● **WRITTEN EXERCISE A**:
In the Drill UDF text, list the tag names in the pom.xml snippet.

● **TEXT SEGMENT**:
>>>>
Structure of a Simple Drill UDF

Drill UDFs are implemented in Java, and if you are not a Java developer, some aspects of writing a Drill UDF can seem a little complex—once you get past the boiler-plate code, you will find it is not much more difficult than writing a function in any language.

Let’s take a look at the structure of a Drill UDF. In this section, we’ll walk through the process of creating a few simple UDFs.

In the GitHub repository for this book you will find a folder called udf_templates/simple, which contains all the files you will need to create your own simple Drill UDF. Our first UDF will validate credit card numbers using the Luhn algorithm described earlier.

The pom.xml File

In the root directory of udf_templates/simple you will find pom.xml, which contains instructions that Maven uses to build the UDF. There is a section at the top of the pom.xml file that looks like this:

<groupId>org.apache.drill.contrib.function</groupId>
<artifactId>udf_template</artifactId>
<version>1.0</version>
<name>Drill Function Template</name>

You can change the name of the project and the version here, although it does not affect the functionality of the function.

Don’t Forget the Source JAR!
<<<<
● **STORED ROWS**:
>>>>
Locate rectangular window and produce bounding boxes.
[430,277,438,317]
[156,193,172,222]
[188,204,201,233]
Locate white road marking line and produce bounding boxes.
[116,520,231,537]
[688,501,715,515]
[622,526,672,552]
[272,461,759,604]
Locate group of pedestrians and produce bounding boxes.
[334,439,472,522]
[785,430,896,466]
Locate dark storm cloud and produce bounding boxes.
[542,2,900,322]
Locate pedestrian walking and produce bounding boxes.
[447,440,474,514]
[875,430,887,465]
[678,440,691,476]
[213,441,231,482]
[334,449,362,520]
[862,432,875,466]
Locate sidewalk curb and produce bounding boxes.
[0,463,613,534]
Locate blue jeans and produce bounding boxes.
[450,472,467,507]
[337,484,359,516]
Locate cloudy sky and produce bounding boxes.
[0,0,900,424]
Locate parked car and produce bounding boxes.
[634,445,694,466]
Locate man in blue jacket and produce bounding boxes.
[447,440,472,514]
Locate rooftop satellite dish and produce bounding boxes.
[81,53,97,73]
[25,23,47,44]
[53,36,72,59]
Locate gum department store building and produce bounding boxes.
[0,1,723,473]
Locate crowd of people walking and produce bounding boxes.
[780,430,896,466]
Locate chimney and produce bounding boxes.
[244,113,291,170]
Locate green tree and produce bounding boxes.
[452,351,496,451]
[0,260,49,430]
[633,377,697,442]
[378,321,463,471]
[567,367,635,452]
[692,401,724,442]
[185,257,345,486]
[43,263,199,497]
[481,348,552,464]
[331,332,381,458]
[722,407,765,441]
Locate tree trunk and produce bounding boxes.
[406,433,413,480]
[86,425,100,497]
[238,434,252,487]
<<<<
>>>>
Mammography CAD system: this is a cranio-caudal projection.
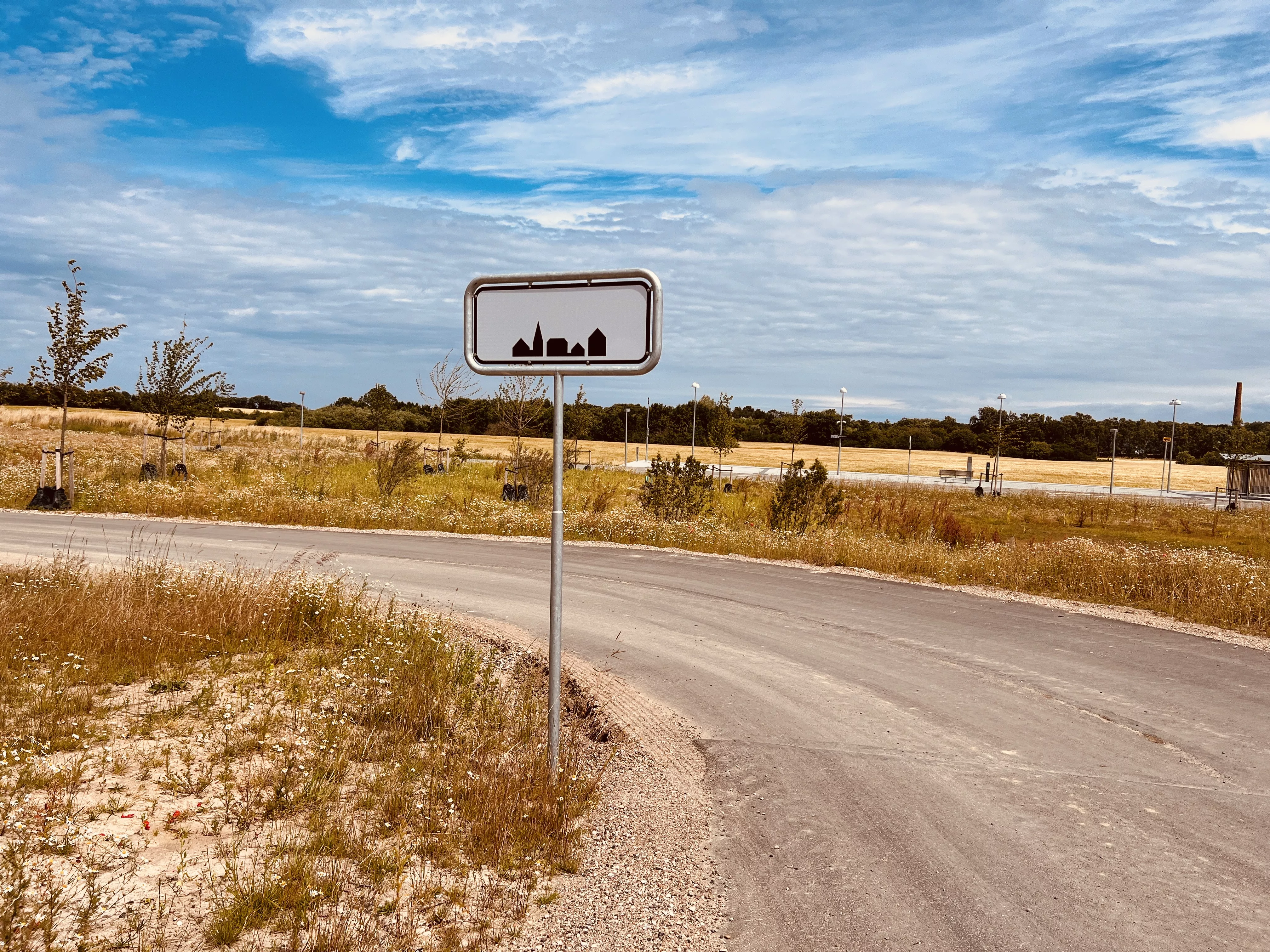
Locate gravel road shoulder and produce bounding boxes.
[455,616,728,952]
<<<<
● **WRITTEN EXERCISE B**:
Select each line in the records that contains the word "road".

● **CORRECT ANSWER A**:
groupId, artifactId, version, name

● **CORRECT ANSWER B**:
Locate white road marking line and produce bounding boxes.
Locate gravel road shoulder and produce bounding boxes.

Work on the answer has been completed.